REQUIRED WORK:
1) In the partial derivatives solution, condense the paragraph that begins "The partial derivative of f with respect to y" into a short list, along with the formula that completes it.
2) Please answer these questions on the partial derivatives solution, one per line:
(a) What is the second derivative of f with respect to x?
(b) Which variable is held constant when taking the partial derivative with respect to y?
(c) Which derivative is differentiated again with respect to y to get the first mixed partial?
3) Continue the partial derivatives solution from its last sentence.

Question

Calculate all four second-order partial derivatives and confirm that the mixed partials are equal. f(x,y)= 2e^xy

Answer 1

ANSWER TO QUESTION 1

The given function is


`f(x,y)=2 {e}^(xy)`

The partial derivative of f with respect to x means we are treating y as a constant. The first derivative is


`f_(x) = 2y {e}^(xy)`

and the second derivative with respect to x is,


`f_(xx) = 2 {y}^(2) {e}^(xy)`

ANSWER TO QUESTION 2

The given function is


`f(x,y)=2 {e}^(xy)`

The partial derivative of f with respect to y means we are treating x as a constant. The first derivative is


`f_(y) = 2x{e}^(xy)`

and the second derivative with respect to y is


`f_(yy) = 2 {x}^(2) {e}^(xy)`

ANSWER TO QUESTION 3

Our first mixed partial is


`f_(xy)`

We need to differentiate

`f_(x) = 2y {e}^(xy)`
again. But this time with respect to y.

(Pointing dataset excerpts)
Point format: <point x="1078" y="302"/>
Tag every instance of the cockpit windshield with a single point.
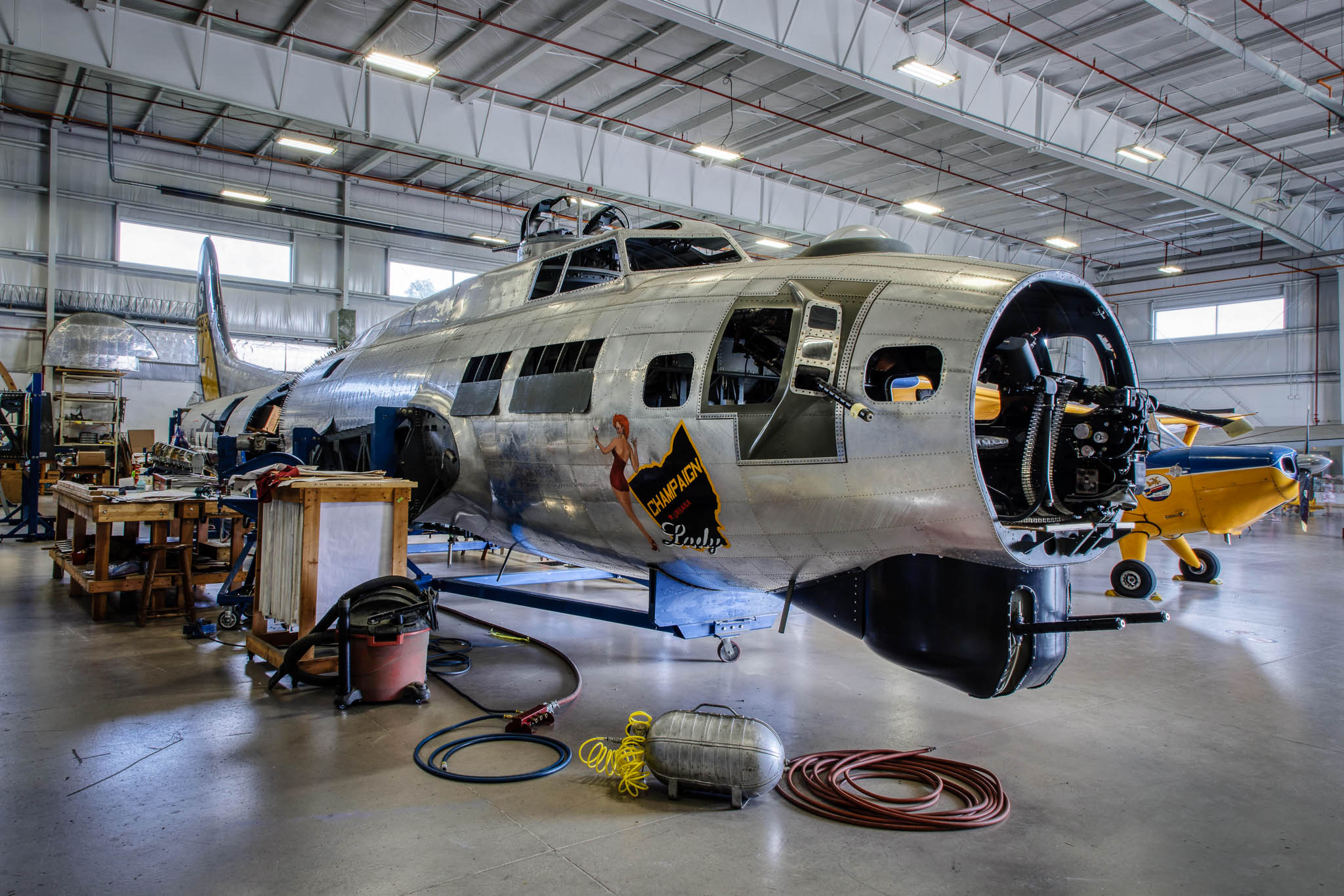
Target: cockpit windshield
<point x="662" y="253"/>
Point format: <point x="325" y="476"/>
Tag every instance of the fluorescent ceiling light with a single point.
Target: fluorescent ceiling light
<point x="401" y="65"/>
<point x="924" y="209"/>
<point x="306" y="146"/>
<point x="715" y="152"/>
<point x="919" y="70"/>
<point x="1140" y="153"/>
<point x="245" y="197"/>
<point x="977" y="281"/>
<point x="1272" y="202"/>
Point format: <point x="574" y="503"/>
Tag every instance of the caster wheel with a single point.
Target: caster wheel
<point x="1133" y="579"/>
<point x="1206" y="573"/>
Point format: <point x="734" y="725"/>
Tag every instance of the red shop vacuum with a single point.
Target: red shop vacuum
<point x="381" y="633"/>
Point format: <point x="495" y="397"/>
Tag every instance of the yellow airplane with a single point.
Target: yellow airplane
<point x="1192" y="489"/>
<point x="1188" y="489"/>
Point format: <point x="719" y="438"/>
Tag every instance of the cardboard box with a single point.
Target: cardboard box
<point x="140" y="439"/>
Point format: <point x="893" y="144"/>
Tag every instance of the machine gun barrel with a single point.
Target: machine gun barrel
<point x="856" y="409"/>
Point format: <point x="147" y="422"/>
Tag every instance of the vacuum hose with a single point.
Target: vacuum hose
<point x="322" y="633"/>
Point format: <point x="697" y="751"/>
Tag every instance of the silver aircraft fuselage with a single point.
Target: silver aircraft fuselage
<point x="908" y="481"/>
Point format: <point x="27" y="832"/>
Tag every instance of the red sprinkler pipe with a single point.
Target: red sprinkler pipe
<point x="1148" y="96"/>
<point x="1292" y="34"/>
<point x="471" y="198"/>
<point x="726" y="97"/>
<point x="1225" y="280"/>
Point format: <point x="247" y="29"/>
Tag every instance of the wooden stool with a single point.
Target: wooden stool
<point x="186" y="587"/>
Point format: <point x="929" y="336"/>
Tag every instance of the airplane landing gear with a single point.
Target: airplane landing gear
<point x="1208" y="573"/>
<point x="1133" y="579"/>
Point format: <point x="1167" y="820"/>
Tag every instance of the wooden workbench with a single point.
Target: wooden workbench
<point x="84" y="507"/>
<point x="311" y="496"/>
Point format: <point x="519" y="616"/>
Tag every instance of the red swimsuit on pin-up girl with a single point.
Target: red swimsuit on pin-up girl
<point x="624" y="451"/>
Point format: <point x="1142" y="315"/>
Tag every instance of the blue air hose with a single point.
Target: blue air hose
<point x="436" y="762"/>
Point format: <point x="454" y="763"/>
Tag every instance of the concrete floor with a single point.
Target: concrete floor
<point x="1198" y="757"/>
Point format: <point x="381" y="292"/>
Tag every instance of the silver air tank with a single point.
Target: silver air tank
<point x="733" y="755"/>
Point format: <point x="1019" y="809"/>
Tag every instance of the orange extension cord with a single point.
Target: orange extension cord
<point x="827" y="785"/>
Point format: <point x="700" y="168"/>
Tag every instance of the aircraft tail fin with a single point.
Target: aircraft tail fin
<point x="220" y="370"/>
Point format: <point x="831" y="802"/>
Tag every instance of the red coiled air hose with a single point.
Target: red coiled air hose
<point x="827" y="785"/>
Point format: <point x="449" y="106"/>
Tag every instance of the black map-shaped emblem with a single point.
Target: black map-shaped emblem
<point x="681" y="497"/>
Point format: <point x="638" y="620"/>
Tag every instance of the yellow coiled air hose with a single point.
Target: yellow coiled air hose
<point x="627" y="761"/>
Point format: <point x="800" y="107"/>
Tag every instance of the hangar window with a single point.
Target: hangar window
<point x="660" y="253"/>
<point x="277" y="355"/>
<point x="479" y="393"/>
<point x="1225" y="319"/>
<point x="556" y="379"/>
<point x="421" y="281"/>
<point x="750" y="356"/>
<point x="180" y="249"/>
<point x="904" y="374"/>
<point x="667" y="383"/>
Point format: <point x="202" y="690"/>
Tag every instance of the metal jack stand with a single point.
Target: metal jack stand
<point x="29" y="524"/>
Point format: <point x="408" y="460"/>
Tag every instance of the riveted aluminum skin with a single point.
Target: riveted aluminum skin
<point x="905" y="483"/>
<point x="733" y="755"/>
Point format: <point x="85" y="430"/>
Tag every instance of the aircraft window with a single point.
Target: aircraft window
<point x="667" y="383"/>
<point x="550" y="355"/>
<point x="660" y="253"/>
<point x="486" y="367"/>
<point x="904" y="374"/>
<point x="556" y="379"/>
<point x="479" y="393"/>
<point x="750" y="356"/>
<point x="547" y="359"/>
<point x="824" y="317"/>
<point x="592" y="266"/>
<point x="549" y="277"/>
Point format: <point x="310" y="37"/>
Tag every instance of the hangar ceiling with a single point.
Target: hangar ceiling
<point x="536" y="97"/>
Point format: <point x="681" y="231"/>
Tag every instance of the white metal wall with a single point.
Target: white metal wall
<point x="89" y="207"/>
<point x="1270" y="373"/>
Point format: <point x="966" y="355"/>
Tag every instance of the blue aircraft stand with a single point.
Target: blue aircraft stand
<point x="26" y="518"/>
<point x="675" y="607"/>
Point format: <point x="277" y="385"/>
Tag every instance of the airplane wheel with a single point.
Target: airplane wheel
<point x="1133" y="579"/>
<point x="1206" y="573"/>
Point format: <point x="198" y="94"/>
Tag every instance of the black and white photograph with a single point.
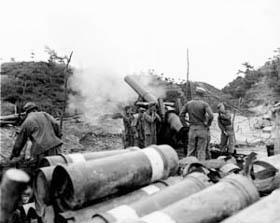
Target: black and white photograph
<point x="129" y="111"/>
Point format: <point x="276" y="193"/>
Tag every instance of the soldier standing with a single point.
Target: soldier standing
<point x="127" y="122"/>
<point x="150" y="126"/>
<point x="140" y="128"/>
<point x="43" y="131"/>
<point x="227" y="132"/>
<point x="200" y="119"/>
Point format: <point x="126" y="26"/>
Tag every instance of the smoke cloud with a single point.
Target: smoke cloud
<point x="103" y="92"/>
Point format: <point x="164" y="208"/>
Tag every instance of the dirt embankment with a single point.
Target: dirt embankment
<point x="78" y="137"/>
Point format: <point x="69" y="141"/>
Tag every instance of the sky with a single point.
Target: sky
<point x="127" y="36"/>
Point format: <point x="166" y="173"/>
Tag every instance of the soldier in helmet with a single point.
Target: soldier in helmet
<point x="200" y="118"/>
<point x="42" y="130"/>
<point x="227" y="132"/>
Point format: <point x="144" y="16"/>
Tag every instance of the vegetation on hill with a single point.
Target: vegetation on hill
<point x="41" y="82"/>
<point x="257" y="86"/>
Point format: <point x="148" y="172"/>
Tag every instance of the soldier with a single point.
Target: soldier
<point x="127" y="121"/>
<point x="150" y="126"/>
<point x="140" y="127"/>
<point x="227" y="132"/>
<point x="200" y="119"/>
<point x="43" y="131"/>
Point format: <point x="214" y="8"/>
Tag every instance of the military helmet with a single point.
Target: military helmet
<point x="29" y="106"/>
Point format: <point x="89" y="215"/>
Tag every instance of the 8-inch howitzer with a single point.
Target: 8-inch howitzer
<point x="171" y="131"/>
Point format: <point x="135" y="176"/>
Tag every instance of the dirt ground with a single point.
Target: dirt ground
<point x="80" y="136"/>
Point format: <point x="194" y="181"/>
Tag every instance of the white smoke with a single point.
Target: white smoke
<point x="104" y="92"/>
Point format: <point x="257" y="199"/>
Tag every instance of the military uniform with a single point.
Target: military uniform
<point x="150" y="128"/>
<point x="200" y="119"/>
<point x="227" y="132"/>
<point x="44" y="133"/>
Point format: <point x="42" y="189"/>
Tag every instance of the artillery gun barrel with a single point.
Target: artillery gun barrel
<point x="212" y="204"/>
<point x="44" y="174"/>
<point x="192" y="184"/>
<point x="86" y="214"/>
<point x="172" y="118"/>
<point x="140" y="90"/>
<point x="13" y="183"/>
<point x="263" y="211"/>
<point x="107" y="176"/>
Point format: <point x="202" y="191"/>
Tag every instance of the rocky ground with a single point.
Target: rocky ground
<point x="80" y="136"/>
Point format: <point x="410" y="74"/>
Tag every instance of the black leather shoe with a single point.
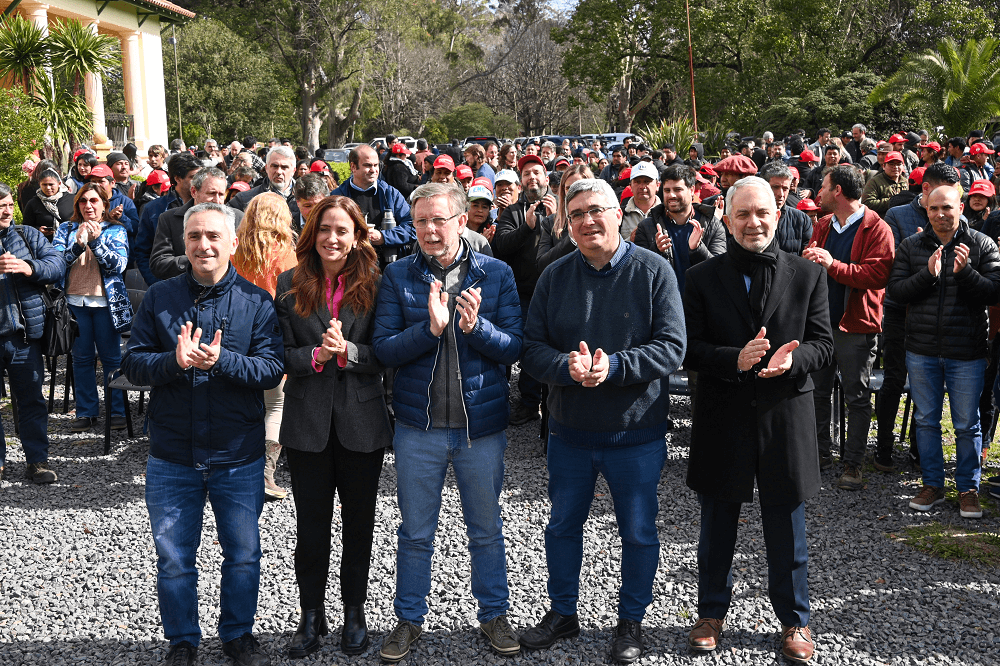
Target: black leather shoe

EXERCISE RESULTS:
1)
- A partial derivative of f with respect to y treats x as a constant.
- The first derivative is f_y = 2x e^(xy).

2)
(a) f_xx = 2y² e^(xy)
(b) x
(c) f_x = 2y e^(xy)

3)
Since this is a product of two functions of y, we apply the product rule of differentiation to obtain,


`f_(xy) = 2y( {e}^(xy))' + ({e}^(xy))(2y)'`


`f_(xy) = 2xy {e}^(xy) + 2{e}^(xy)`

ANSWER TO QUESTION 4

The second mixed partial is


`f_(yx)`

We need to differentiate

`f_(y) = 2x{e}^(xy)`

again. But this time with respect to x.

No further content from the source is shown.